The wine merchant of East Marshall is still smiling

Plus: Free books at the bean shop!

Hope you had a lovely Thanksgiving. Here’s a Church Hill thing I’m thankful for: Second Bottle Wine and Snack Shop on Marshall Street. Drank a bunch of wine from there just yesterday, in fact. It’s my platonic ideal of a neighborhood wine shop—a place with affordable prices, smart selection, and a friendly staff that won’t make fun of me for forgetting the difference between Chianti and Chianti Classico. (Just kidding: can’t forget what I never learned in the first place.) Second Bottle deserves your business on merit alone—but this holiday season, it could really use it, too.

You’ve probably heard that last Sunday morning the building that houses Sub Rosa Bakery caught fire. (Thanks to The Lookout tipsters who sent me emails about the blaze.) The fire appears to have started in either the attic, or the bakery’s chimney, then spread to the second-floor apartments. Sub Rosa is currently closed, which is terrible considering a) the beloved bakery already clawed its way back from a devastating fire in 2013, and b) the holidays are traditionally a boon for baked-goods sales. On the latter tip, shoutout to Pizza Bones, the other ace baking outfit on Jefferson Avenue, for opening their ovens to fire their neighbors’ already-made doughs on Sunday—and to all the Church Hillians (is this a thing? Maybe Hilltoppers?) who bought ‘em out on the quick to inject some cash into Sub Rosa’s coffers.
▬▬▬
WHAT THIS TASK INVOLVES: In the newsletter above, why is Sub Rosa Bakery's current closure described as terrible? Answer in one to three sentences.

Collected data entries:
▬▬▬
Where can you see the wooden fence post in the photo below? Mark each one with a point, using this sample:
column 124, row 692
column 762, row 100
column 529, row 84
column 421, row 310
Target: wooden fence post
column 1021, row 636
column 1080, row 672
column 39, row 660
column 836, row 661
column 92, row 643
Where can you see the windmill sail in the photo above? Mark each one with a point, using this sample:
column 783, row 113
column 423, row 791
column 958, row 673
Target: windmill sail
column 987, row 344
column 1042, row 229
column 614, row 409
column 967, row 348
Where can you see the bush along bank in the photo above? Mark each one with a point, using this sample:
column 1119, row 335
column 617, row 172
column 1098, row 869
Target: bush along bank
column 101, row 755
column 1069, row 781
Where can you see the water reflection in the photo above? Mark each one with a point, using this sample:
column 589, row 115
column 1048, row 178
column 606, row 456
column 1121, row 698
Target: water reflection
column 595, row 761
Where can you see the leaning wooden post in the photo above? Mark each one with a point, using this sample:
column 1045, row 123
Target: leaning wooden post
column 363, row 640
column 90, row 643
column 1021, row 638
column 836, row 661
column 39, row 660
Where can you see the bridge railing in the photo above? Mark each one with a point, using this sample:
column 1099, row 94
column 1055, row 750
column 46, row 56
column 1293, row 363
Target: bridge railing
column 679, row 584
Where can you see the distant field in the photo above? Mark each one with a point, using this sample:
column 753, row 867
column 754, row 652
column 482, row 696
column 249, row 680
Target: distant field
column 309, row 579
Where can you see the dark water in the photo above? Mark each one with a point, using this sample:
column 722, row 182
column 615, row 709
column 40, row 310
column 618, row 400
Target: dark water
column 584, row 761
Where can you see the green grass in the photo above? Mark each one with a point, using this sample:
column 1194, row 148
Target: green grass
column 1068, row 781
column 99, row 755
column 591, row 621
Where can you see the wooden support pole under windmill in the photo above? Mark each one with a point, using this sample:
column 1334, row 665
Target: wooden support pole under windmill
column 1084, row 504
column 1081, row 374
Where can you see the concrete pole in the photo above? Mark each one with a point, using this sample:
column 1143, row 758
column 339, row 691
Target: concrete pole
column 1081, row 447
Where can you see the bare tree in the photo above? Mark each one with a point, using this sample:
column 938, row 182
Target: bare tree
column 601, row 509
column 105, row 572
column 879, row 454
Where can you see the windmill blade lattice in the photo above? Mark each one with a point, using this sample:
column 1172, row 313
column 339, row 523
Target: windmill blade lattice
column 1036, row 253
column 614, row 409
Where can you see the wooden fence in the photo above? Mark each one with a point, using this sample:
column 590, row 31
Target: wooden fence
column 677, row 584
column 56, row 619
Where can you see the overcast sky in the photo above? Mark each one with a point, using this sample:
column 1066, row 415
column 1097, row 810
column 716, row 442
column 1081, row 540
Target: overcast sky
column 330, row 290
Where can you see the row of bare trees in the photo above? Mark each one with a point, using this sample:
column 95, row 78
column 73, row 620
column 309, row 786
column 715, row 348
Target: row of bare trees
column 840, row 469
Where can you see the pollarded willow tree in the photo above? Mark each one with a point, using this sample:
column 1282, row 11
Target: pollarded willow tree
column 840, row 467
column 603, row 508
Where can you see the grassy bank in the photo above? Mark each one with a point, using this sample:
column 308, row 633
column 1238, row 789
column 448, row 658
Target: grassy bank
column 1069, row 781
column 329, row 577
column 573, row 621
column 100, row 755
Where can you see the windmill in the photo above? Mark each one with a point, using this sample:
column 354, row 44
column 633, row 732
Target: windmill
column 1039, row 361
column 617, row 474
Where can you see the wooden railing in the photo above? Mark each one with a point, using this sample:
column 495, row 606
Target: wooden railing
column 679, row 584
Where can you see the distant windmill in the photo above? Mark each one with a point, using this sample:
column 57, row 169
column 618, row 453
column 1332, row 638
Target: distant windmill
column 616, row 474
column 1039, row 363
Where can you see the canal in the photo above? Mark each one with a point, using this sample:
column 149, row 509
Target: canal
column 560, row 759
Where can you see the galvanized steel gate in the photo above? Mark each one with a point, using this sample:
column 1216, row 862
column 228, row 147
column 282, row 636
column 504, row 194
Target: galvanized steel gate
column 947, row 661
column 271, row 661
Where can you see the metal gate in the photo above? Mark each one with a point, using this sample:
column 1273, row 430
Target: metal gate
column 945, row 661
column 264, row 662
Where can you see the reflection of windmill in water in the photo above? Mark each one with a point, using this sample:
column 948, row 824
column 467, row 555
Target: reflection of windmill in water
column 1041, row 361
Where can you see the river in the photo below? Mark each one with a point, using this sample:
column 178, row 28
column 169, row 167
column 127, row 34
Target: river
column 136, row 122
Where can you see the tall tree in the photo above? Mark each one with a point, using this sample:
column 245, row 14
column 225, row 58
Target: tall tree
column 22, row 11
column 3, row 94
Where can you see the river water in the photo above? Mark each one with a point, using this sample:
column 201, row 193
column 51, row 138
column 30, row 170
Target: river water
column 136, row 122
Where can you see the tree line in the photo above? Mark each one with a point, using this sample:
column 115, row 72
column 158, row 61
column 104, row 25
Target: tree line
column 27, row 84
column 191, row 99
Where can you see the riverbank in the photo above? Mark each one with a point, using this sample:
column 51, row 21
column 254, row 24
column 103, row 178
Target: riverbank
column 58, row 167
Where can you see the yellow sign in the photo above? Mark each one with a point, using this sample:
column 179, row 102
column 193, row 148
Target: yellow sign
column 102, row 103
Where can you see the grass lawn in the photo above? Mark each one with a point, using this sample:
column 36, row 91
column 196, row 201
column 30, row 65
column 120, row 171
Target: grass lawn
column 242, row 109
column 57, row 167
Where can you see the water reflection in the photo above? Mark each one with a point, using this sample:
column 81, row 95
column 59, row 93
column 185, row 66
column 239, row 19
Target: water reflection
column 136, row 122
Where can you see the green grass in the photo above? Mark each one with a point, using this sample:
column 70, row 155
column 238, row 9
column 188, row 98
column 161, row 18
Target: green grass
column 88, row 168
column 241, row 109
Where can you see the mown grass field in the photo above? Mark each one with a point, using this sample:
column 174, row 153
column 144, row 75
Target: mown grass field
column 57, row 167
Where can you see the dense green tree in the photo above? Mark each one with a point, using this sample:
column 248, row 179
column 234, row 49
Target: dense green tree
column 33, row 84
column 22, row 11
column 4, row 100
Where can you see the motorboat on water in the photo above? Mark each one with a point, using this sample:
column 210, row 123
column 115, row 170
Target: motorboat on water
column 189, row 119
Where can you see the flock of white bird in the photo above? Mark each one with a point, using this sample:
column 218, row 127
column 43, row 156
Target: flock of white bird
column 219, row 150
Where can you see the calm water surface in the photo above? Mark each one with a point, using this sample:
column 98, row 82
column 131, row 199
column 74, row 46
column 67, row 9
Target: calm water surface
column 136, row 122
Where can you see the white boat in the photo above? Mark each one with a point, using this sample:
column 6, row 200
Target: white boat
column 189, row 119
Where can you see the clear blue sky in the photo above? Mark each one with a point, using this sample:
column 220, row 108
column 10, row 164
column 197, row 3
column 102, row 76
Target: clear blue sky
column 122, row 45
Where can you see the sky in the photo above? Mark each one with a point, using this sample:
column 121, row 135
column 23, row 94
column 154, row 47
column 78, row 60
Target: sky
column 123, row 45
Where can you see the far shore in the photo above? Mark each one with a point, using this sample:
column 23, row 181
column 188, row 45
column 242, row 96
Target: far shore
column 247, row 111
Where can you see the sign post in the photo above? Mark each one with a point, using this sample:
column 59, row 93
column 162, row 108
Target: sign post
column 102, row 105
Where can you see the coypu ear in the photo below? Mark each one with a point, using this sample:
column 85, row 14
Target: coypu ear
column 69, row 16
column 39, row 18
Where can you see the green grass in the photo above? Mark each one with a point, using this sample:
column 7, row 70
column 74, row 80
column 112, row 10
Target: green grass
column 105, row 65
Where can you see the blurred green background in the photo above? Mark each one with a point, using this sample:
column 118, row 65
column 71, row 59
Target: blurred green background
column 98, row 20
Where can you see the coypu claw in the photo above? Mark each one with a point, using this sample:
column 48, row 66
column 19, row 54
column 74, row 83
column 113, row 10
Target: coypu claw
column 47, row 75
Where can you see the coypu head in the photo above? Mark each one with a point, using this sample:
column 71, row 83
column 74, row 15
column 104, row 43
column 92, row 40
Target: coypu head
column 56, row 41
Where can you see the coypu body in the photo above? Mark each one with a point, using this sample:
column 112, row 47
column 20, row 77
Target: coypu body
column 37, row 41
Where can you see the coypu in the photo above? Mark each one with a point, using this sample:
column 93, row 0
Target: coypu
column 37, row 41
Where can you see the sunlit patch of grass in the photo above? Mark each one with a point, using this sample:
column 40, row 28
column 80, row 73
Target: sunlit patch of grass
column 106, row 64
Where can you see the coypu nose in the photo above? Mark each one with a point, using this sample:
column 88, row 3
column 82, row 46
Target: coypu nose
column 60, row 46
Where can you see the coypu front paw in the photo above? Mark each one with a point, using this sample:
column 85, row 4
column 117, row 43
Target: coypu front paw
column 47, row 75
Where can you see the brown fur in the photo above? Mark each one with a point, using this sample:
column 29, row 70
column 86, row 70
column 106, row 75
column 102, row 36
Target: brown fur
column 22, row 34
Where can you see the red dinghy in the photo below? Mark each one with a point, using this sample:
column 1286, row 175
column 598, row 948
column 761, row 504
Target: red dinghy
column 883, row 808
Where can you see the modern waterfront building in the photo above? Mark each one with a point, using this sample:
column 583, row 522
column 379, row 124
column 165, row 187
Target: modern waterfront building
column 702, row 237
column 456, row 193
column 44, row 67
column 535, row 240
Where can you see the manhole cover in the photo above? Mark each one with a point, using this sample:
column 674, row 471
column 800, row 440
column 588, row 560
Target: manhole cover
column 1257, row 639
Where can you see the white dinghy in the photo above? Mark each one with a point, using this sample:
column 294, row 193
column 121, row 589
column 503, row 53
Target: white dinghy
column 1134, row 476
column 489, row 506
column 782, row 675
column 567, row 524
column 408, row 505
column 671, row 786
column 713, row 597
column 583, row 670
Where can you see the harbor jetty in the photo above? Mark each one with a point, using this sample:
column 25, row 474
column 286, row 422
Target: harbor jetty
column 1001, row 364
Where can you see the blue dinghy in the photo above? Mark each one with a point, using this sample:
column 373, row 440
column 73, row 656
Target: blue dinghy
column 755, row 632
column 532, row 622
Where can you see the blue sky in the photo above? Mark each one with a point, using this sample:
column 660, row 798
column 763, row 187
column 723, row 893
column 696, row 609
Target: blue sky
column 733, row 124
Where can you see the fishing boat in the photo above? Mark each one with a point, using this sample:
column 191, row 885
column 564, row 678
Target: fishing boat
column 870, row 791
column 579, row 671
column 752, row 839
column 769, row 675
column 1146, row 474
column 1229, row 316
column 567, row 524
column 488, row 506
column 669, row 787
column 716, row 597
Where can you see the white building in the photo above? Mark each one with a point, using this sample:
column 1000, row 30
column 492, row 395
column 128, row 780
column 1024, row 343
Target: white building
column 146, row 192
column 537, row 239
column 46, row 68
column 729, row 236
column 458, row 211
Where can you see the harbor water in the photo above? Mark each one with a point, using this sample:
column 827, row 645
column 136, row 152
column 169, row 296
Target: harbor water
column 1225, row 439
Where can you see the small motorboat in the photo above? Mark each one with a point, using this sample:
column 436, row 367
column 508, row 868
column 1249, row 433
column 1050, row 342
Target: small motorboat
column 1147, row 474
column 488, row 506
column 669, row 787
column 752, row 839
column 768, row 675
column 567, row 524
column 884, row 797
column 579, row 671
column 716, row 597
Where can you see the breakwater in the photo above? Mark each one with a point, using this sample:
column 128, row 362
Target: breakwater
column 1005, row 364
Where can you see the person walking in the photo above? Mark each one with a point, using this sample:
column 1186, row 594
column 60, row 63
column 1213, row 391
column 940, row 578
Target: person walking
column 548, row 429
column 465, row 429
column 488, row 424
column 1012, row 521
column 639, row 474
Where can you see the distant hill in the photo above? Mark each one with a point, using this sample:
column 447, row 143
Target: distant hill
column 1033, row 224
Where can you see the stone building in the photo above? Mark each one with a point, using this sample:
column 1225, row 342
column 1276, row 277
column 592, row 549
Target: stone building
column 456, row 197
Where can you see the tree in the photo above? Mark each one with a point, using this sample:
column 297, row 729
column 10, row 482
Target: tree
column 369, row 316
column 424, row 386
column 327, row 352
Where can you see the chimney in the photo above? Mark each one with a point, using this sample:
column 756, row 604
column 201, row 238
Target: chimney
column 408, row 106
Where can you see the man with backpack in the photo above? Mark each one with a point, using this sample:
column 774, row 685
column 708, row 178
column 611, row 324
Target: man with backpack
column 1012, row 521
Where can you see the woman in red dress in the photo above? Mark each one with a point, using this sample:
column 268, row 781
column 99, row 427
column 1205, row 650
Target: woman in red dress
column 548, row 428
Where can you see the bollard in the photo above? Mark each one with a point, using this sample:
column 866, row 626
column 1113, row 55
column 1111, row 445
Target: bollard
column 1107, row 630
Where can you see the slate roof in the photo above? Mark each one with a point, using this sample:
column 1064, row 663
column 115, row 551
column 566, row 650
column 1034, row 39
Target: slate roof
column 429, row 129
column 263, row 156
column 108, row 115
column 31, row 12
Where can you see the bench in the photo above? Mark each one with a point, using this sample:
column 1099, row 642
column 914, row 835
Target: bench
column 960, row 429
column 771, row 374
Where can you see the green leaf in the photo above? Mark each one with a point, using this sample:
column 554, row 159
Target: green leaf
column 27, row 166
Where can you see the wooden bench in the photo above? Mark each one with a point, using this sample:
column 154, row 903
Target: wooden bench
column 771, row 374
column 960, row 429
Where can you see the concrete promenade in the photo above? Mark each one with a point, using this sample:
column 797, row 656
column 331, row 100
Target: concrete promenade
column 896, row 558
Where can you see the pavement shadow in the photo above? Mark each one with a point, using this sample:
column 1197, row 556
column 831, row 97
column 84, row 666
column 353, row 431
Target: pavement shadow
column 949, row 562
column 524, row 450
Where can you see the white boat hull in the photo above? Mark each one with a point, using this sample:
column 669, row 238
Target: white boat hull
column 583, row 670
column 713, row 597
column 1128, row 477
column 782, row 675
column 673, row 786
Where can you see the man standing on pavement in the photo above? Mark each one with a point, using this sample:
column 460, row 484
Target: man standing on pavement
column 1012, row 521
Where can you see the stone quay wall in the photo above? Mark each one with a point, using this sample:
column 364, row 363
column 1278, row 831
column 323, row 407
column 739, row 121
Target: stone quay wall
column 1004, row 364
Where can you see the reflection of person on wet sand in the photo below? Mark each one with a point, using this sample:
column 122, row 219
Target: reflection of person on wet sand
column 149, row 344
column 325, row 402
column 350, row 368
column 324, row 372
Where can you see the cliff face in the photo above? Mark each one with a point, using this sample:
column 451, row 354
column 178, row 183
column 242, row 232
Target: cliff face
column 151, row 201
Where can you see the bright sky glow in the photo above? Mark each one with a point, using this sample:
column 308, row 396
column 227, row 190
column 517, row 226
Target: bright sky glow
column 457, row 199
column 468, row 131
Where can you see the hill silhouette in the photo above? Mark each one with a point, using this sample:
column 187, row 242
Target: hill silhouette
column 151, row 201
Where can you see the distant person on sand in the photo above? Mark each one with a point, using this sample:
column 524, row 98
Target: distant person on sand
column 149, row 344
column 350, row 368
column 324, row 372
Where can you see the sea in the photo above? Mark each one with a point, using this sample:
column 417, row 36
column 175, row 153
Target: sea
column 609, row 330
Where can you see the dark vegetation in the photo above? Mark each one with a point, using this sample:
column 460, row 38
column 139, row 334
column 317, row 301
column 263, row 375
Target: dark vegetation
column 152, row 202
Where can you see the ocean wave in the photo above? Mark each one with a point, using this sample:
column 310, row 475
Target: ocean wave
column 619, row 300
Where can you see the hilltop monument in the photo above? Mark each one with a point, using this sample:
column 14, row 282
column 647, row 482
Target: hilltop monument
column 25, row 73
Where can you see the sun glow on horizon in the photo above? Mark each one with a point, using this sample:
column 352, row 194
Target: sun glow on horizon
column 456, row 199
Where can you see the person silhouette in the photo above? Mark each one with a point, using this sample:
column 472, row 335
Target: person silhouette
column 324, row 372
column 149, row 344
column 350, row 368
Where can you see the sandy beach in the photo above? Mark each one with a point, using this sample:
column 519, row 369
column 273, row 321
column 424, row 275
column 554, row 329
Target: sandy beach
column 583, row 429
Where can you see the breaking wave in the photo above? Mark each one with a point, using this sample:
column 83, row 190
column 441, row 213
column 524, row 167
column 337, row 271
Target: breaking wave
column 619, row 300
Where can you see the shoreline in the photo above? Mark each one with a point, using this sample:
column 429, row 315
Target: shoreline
▬▬▬
RIGHT ANSWER: The bakery had already clawed its way back from a devastating fire in 2013. The closure also comes during the holidays, which are traditionally a boon for baked-goods sales.